* _RECORDS PROVIDED_:
------------------------------------------------------------

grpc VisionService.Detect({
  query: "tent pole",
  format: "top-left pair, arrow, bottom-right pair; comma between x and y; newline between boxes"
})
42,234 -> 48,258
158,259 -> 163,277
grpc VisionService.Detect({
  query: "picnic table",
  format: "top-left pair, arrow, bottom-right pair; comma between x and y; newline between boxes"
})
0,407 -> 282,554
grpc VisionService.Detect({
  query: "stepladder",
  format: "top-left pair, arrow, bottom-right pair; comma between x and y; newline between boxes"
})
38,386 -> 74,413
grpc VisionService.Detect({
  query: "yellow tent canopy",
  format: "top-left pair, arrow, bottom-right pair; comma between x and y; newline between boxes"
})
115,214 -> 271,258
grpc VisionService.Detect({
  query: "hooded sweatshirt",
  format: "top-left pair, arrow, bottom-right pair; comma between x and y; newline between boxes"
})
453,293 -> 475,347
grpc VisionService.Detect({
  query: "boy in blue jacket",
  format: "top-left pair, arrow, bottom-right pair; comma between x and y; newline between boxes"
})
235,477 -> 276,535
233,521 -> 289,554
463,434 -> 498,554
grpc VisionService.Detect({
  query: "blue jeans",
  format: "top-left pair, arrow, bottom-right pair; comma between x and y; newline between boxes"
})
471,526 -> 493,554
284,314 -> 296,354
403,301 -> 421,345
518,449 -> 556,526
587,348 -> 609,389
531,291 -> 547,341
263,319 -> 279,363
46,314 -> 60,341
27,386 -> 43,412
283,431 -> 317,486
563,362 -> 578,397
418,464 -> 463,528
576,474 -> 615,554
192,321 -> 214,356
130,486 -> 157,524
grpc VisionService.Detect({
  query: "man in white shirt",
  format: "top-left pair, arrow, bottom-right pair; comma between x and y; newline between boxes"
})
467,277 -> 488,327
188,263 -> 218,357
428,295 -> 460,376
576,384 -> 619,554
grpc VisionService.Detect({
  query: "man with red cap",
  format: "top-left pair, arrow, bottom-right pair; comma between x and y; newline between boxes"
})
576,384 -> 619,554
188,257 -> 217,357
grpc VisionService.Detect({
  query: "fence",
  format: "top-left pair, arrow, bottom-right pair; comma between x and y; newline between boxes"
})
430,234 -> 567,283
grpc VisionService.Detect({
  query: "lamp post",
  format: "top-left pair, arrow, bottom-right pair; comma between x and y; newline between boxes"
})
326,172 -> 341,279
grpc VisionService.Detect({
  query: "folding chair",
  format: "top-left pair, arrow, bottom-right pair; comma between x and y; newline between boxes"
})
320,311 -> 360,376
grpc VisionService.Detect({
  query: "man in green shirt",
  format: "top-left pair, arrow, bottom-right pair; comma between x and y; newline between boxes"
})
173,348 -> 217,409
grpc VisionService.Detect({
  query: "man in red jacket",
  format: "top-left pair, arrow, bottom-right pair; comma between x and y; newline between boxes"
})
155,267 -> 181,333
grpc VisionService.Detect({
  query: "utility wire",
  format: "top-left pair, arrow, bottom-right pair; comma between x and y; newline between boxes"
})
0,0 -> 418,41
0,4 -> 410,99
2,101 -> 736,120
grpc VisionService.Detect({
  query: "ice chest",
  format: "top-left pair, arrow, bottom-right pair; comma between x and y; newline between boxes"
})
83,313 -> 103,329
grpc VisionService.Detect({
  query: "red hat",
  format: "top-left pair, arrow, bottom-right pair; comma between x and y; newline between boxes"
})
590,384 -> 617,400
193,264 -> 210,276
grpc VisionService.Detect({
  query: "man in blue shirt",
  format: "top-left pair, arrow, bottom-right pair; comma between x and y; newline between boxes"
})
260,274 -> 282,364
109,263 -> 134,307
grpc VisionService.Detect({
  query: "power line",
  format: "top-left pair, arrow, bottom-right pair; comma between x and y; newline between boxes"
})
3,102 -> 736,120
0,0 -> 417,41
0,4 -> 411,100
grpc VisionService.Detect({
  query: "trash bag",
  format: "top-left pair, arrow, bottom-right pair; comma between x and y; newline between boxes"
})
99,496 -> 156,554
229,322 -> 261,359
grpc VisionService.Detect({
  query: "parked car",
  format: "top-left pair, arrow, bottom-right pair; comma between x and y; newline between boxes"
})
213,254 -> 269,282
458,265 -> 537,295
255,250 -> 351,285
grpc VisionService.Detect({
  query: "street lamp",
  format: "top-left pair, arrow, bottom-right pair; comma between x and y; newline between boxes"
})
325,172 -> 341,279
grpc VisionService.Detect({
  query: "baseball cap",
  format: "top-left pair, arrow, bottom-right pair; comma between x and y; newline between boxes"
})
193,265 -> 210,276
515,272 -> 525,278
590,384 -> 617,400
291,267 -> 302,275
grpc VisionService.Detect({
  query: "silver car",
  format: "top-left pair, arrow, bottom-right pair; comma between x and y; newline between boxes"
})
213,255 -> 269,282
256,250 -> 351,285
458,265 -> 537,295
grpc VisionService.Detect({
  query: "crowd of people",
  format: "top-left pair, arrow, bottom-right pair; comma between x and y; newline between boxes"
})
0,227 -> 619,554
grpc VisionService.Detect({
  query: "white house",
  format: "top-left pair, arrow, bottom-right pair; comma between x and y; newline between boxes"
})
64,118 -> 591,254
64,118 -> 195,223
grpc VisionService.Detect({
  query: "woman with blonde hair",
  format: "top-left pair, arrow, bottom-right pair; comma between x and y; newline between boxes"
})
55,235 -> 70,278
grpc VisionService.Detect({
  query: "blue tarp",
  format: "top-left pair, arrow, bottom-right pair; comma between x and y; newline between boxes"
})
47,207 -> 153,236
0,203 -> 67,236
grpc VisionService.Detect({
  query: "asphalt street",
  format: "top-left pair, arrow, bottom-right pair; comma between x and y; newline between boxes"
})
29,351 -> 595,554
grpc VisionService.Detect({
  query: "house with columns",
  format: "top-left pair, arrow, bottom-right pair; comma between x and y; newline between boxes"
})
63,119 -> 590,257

------------------------------------------------------------

* _EXERCISE_:
Each of the records should be written out precisely as given.

* _ANSWER SPACE_:
grpc VisionService.Detect({
  query: "tent pole",
  format: "top-left pair, arrow, bottom-right pair; comma between x and y; newline between boxes"
})
42,234 -> 48,258
158,259 -> 163,277
grpc VisionService.Detect({
  query: "picnic table",
  format: "top-left pair, arrow, bottom-right pair; comma between x and y; newline between boxes"
})
0,407 -> 282,554
grpc VisionService.Detect({
  query: "stepladder",
  format: "top-left pair, arrow, bottom-right pair; comma between x and y; newline between boxes"
})
38,386 -> 74,413
grpc VisionService.Detect({
  query: "yellow tent canopy",
  format: "top-left pair, arrow, bottom-right pair; comma between x and y; newline between boxes"
})
115,214 -> 271,258
grpc VisionService.Detect({
  query: "hooded sweatshirt",
  format: "top-left pair, arrow, bottom-right pair; comma between x and y; newline between boxes"
})
453,293 -> 475,347
grpc VisionService.Detect({
  query: "boy in blue jacket",
  format: "top-left pair, arrow, bottom-right pair; comma between x and y; newline between boxes"
})
235,477 -> 276,535
233,521 -> 289,554
463,434 -> 498,554
grpc VisionService.Detect({
  query: "blue jeans",
  format: "top-left pair, arrow, bottom-right pair; comma between x and y; newline between boxes"
})
471,526 -> 493,554
284,314 -> 296,354
403,301 -> 421,345
518,449 -> 556,526
587,348 -> 609,389
531,291 -> 547,341
263,319 -> 279,363
46,314 -> 60,341
27,386 -> 43,412
283,431 -> 317,486
563,362 -> 578,397
418,464 -> 463,528
576,474 -> 615,554
192,321 -> 214,356
130,486 -> 157,524
grpc VisionService.Detect({
  query: "man in white shirt",
  format: "top-left pair, arrow, bottom-right pair; comma between x and y; newline between boxes"
})
467,277 -> 488,327
188,263 -> 218,357
428,295 -> 460,376
576,384 -> 619,554
grpc VisionService.Detect({
  query: "man with red cap",
  format: "top-left pair, arrow, bottom-right pair; comma between x and y; newline between boxes"
})
576,384 -> 619,554
188,257 -> 217,357
grpc VisionService.Detect({
  query: "fence",
  format: "top-left pair, arrow, bottom-right pair; comma between x and y; newline between boxes"
})
430,234 -> 567,283
grpc VisionService.Detect({
  query: "lamp post",
  format: "top-left pair, arrow, bottom-right pair; comma between x and y; newline between boxes"
})
326,172 -> 341,279
grpc VisionService.Detect({
  query: "folding chair",
  format: "top-left pair, arrow, bottom-right pair; comma between x and y; newline between boxes"
})
320,311 -> 360,376
grpc VisionService.Detect({
  query: "man in green shirt",
  format: "top-left pair, arrow, bottom-right pair; comma between x and y; newline between boxes"
})
173,348 -> 217,409
grpc VisionService.Detect({
  query: "man in red jacket",
  format: "top-left pair, arrow, bottom-right pair; comma between x and y; newline between boxes"
})
155,267 -> 181,333
grpc VisionService.Detect({
  query: "utility wire",
  format: "top-left pair, arrow, bottom-right pair; comma between x and y; newline between boxes"
})
0,0 -> 418,41
0,4 -> 410,99
2,101 -> 736,120
grpc VisionService.Detect({
  query: "ice chest",
  format: "top-left pair, arrow, bottom-right pair; comma between x and y; newline between boxes"
})
83,313 -> 103,329
grpc VisionService.Detect({
  query: "red hat",
  format: "top-left pair, arrow, bottom-right pair; comma between x and y; newline between boxes"
})
590,384 -> 617,400
193,264 -> 210,276
grpc VisionService.Detect({
  query: "man in blue shirt",
  format: "top-left pair, arrow, bottom-right pair; comma between x and y; newline between boxes"
})
260,274 -> 282,364
109,263 -> 134,307
grpc VisionService.Detect({
  query: "power line",
  format: "top-left pair, arrow, bottom-right pair; comma between x and y; newline between boxes"
})
3,102 -> 736,120
0,0 -> 417,41
0,4 -> 411,100
grpc VisionService.Detect({
  query: "trash bag",
  format: "top-left pair, arrow, bottom-right pair; comma between x and y; newline between boxes"
})
99,496 -> 156,554
229,322 -> 261,359
grpc VisionService.Detect({
  query: "parked car",
  format: "top-left pair, arrow, bottom-right pair; comma between x and y; newline between boxes"
})
213,254 -> 269,282
458,265 -> 537,295
255,250 -> 351,285
grpc VisionService.Detect({
  query: "street lamp",
  format: "top-left pair, arrow, bottom-right pair; comma between x and y; newline between boxes"
})
325,172 -> 341,279
grpc VisionService.Detect({
  query: "baseball cap",
  format: "top-left pair, arrow, bottom-right pair; comma between x and y; newline between boxes"
})
193,265 -> 210,276
515,272 -> 525,278
590,384 -> 617,400
291,267 -> 302,275
grpc VisionService.Detect({
  query: "silver car",
  format: "top-left pair, arrow, bottom-right pair; comma between x and y; newline between boxes"
})
213,255 -> 269,282
256,250 -> 351,285
458,265 -> 537,295
grpc VisionService.Detect({
  query: "crowd of people",
  format: "top-left pair, arrow, bottom-right pair; comma between x and y; newline between boxes"
})
0,227 -> 619,554
grpc VisionService.Detect({
  query: "white house",
  format: "top-left pair, arrow, bottom-right pair; comma between x and y; newline between boxes"
})
64,118 -> 591,254
64,118 -> 195,223
grpc VisionService.Detect({
  query: "woman with blonde hair",
  format: "top-left pair, arrow, bottom-right pair; comma between x and y; newline between boxes"
})
55,235 -> 70,278
grpc VisionService.Detect({
  query: "blue tarp",
  format: "top-left pair, arrow, bottom-right pair; comma between x and y; newline between boxes"
})
47,207 -> 153,236
0,203 -> 67,236
grpc VisionService.Detect({
  query: "asphalt street",
  format: "top-left pair, arrow, bottom-right pair; comma between x and y; newline between boxes"
})
29,351 -> 595,554
grpc VisionService.Detect({
  query: "house with columns",
  format: "top-left pair, arrow, bottom-right pair; comma between x and y; newline between boxes"
})
63,119 -> 590,257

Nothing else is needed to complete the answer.